═════ Recorded data

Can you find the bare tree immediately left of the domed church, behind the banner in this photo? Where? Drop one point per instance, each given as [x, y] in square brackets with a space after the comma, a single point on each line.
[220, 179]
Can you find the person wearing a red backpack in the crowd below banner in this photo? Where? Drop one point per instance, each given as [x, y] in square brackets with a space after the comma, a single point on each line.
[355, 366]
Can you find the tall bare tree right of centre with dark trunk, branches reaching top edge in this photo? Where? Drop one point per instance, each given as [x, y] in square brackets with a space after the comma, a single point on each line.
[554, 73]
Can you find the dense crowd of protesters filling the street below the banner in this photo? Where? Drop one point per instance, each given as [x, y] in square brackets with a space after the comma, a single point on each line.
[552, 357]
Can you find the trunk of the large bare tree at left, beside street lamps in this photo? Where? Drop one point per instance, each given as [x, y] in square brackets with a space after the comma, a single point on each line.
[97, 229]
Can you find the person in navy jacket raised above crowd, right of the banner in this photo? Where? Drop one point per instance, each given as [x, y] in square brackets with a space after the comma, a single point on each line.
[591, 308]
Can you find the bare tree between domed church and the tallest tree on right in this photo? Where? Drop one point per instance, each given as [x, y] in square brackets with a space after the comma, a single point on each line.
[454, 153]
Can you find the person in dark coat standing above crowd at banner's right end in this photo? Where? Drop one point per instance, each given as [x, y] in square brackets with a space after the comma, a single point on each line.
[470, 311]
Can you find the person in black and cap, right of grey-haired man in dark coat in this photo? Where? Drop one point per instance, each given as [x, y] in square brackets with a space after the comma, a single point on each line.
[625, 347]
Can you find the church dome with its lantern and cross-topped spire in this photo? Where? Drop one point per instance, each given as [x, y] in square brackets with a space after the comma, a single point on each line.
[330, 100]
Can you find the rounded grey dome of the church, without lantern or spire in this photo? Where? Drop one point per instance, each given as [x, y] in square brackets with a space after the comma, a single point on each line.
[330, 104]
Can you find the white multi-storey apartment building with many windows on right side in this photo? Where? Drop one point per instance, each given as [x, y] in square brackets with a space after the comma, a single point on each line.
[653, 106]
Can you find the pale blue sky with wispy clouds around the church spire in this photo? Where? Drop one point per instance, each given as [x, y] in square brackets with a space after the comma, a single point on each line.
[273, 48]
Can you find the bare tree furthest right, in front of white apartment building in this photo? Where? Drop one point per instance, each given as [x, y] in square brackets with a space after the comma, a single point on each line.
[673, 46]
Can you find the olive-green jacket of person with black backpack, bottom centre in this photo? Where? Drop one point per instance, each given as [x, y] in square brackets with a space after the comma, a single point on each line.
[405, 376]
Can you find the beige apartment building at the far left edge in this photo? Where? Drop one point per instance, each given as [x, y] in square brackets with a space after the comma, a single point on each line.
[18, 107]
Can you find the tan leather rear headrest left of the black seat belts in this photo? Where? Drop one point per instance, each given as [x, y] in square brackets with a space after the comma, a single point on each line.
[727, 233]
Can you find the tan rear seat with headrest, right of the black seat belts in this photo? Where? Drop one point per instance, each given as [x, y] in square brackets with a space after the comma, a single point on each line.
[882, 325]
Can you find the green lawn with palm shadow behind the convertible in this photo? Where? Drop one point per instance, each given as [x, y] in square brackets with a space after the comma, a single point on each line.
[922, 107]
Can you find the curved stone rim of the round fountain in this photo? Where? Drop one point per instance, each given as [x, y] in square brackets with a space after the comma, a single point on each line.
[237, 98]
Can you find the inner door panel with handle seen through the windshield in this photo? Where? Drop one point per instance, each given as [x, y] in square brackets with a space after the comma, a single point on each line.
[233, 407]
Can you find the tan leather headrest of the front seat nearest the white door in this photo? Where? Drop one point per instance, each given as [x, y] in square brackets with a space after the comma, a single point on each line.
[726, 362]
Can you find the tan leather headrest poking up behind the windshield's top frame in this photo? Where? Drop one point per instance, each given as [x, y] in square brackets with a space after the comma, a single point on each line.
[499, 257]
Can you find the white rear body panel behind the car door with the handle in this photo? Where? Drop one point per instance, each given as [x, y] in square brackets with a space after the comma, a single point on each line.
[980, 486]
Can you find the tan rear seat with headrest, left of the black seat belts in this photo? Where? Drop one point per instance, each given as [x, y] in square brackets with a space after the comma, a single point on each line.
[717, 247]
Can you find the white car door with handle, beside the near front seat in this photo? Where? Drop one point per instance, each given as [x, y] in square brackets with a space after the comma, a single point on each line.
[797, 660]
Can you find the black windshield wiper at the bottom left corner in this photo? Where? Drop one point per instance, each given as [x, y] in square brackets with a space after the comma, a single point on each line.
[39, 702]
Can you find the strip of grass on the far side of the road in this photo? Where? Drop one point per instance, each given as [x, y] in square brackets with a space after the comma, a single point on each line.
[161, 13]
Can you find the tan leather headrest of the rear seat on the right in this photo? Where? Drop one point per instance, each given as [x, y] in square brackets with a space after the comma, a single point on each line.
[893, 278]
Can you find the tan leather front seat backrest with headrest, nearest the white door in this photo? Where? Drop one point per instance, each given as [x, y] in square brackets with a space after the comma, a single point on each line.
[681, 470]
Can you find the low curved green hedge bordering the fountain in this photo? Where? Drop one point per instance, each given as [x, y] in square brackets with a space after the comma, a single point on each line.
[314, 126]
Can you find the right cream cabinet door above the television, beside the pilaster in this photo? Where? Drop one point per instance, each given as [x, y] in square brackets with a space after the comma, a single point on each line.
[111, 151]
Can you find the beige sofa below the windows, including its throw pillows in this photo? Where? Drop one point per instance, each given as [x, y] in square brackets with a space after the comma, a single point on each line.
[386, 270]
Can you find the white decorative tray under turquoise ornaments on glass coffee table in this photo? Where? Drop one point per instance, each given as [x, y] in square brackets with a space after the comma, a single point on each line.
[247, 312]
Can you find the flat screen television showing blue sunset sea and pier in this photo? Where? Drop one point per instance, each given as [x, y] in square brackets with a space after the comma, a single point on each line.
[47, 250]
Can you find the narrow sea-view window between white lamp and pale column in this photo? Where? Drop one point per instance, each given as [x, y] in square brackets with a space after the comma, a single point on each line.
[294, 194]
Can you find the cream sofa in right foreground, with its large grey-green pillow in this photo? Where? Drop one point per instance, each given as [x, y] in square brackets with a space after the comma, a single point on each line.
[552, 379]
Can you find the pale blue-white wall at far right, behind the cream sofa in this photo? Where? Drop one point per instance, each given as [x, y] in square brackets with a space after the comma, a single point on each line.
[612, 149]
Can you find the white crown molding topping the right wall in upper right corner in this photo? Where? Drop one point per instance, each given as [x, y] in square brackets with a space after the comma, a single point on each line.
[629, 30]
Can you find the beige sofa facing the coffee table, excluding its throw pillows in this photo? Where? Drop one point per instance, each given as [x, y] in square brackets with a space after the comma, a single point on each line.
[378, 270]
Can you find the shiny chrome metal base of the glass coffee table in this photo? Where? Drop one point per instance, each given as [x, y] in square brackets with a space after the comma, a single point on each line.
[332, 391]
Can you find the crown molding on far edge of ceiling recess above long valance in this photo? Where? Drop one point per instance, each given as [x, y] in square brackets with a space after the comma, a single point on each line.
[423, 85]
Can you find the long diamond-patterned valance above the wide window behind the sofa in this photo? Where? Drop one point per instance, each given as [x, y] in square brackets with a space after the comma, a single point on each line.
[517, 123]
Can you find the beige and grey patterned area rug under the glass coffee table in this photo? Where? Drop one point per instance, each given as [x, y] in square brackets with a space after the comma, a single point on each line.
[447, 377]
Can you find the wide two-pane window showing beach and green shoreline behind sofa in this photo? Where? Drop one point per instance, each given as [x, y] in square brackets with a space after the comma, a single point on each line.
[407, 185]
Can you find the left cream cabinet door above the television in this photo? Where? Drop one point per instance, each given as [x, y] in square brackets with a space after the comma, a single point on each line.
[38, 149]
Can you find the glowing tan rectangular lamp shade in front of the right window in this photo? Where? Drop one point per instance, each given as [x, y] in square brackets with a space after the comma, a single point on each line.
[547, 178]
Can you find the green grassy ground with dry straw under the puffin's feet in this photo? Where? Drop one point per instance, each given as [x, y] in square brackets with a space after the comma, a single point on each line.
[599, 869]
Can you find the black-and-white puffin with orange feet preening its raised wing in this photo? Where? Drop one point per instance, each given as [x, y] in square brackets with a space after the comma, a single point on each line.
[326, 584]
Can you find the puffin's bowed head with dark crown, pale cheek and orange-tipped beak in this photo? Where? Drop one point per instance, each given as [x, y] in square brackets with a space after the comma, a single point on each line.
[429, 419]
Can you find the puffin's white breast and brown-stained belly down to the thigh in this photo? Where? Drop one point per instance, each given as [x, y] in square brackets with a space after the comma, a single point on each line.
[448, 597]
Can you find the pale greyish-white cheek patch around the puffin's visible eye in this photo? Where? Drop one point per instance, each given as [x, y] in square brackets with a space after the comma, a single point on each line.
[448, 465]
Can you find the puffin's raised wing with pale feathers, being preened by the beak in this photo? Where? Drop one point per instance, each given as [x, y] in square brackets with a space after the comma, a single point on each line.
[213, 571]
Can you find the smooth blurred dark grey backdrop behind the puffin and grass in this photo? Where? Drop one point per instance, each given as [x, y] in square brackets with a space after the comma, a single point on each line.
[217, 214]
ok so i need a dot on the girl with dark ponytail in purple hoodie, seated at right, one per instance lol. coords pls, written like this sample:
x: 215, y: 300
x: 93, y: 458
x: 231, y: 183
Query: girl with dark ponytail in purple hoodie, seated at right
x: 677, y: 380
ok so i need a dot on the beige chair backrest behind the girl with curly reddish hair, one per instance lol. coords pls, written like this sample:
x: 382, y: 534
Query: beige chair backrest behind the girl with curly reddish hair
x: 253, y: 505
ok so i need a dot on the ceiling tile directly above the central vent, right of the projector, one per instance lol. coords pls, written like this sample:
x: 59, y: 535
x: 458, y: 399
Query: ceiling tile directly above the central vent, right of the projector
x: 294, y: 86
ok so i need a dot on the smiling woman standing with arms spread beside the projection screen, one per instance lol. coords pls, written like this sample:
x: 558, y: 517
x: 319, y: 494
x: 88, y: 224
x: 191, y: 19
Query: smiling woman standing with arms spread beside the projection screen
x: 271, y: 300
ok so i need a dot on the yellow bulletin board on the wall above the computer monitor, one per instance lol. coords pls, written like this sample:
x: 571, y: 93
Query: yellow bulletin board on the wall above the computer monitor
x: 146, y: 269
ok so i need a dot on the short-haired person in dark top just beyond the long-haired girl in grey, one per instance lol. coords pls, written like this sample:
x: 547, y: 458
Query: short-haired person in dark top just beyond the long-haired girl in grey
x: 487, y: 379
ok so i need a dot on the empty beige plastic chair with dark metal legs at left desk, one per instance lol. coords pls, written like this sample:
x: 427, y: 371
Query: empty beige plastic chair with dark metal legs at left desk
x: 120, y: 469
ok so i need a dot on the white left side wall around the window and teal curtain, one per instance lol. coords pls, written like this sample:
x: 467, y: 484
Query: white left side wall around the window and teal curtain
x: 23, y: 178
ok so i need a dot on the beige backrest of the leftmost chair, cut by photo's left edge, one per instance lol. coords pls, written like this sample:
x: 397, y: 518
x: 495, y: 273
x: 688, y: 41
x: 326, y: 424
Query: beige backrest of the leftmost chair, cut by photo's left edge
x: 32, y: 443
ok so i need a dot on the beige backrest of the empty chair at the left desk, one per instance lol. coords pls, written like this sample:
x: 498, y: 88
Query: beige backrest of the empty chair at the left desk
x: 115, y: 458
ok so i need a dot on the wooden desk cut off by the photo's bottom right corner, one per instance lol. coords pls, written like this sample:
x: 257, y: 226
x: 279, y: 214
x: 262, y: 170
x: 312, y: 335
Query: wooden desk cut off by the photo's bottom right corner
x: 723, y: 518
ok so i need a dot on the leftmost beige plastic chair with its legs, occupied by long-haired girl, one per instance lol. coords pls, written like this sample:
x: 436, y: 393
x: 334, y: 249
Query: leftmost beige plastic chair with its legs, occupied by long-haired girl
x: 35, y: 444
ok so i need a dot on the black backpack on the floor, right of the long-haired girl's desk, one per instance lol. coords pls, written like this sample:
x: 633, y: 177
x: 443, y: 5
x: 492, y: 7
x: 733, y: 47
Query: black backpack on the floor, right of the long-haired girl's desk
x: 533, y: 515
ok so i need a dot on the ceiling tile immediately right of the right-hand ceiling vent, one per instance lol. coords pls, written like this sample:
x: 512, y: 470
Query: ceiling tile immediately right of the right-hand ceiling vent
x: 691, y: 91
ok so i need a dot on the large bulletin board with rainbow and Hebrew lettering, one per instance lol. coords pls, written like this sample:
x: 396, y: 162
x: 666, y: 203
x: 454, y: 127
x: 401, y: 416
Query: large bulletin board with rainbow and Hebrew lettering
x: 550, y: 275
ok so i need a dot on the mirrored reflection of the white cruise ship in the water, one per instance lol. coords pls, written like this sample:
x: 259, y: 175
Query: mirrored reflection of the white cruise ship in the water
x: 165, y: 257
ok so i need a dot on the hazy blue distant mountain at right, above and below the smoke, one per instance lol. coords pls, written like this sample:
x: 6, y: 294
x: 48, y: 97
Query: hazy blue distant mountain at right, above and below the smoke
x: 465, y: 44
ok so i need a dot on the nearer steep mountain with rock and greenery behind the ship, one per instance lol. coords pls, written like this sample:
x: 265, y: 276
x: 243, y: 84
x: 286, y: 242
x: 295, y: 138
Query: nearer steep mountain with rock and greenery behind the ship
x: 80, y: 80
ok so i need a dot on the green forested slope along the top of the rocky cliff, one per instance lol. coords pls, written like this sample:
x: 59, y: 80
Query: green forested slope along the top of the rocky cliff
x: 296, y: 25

══════════

About this task: Repeat exactly the lines above from the line that contains "ok so i need a dot on the green" through the end. Include both of these ends; leave out everything else.

Solution:
ok so i need a dot on the green forested slope along the top of the rocky cliff, one per instance lol. coords pls, written like this sample:
x: 59, y: 80
Query: green forested slope along the top of the rocky cliff
x: 296, y: 25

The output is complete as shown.